§ WRITTEN PROBLEM
Add 5 to every bounding box coordinate in the lines from the line with "Your objective is to locate every instance of stack" up to and including the line with "[417,286,456,377]". Write out each of those lines in full with the new numbers, and leave the picture out.
>> begin GIVEN RECORDS
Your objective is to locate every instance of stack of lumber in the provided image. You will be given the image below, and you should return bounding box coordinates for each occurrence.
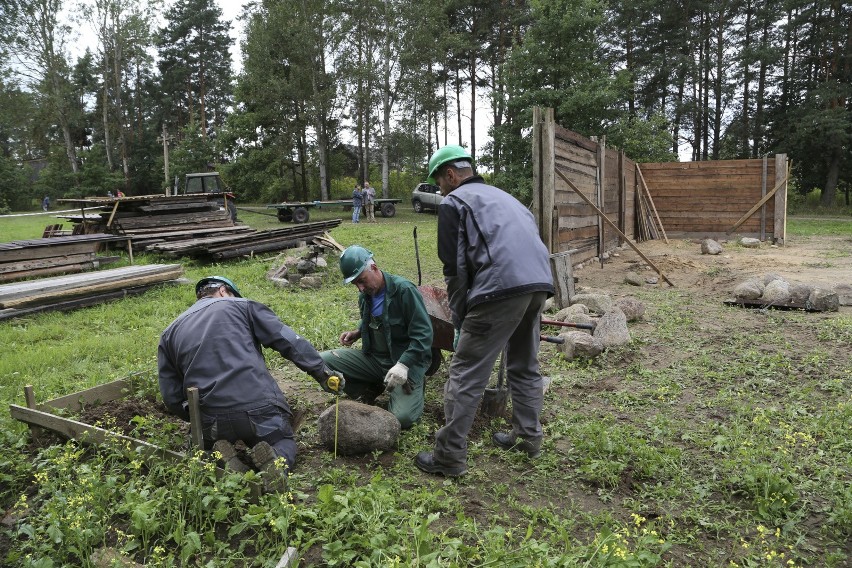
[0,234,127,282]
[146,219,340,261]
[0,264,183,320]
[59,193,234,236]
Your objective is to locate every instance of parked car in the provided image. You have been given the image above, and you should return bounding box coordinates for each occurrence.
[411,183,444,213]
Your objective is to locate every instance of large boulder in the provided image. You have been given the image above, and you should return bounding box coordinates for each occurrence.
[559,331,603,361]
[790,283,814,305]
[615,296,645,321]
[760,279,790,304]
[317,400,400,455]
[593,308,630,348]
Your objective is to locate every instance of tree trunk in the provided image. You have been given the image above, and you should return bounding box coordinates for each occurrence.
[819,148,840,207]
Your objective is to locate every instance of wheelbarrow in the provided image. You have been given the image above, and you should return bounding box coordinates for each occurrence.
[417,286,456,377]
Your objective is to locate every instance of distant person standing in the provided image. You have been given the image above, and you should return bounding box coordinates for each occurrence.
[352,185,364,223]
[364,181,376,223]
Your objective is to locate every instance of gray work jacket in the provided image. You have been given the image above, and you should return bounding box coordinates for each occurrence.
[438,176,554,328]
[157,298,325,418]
>> end GIVEN RECORDS
>> begin GIVEN RECORDS
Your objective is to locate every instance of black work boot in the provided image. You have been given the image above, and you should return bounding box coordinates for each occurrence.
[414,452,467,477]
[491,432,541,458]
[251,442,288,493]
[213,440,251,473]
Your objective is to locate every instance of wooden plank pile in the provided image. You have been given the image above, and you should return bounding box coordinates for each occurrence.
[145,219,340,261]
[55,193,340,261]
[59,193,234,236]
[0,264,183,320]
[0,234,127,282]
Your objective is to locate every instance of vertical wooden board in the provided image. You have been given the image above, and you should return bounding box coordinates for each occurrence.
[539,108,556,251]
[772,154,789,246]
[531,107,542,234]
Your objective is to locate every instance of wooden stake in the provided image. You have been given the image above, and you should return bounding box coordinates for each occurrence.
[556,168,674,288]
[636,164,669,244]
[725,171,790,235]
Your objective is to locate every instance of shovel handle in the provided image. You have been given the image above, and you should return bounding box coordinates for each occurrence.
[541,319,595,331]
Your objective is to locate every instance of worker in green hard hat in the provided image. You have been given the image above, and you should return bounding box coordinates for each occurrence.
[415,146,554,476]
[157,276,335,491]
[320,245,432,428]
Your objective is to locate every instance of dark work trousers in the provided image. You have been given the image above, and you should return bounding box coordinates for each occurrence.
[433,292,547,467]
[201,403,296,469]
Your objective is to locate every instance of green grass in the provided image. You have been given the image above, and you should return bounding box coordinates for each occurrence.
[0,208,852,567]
>> end GIVEN RECORDS
§ COMPLETE ANSWER
Your objective is to locate every instance of stack of lumber in the provided image. You will be given the image below, and you should return bounding box coordinates for each occurrence.
[5,239,132,287]
[151,224,345,266]
[5,269,188,325]
[64,198,239,241]
Your objective is to locate every instance of parked car in the provided image. You have been given the image above, and you should return bounding box coordinates for each occurrence.
[416,188,449,218]
Your objective is to locate every instance of large boulder in the provided image. You have been given the image above, and you should return bounding box coordinates for each occurrence.
[564,336,608,366]
[795,288,819,310]
[620,301,650,326]
[765,284,795,309]
[322,405,405,460]
[598,313,635,353]
Your objective is to locate every instance of tree trunk in the provided image. You have been given the image above, and you should return bounding box coordinates for each occurrence.
[824,153,845,212]
Your objective is to locate every instance of wheelbarrow in the provided image. You have been given the image above, and you should return bounding box coordinates for each occurrence.
[422,291,461,382]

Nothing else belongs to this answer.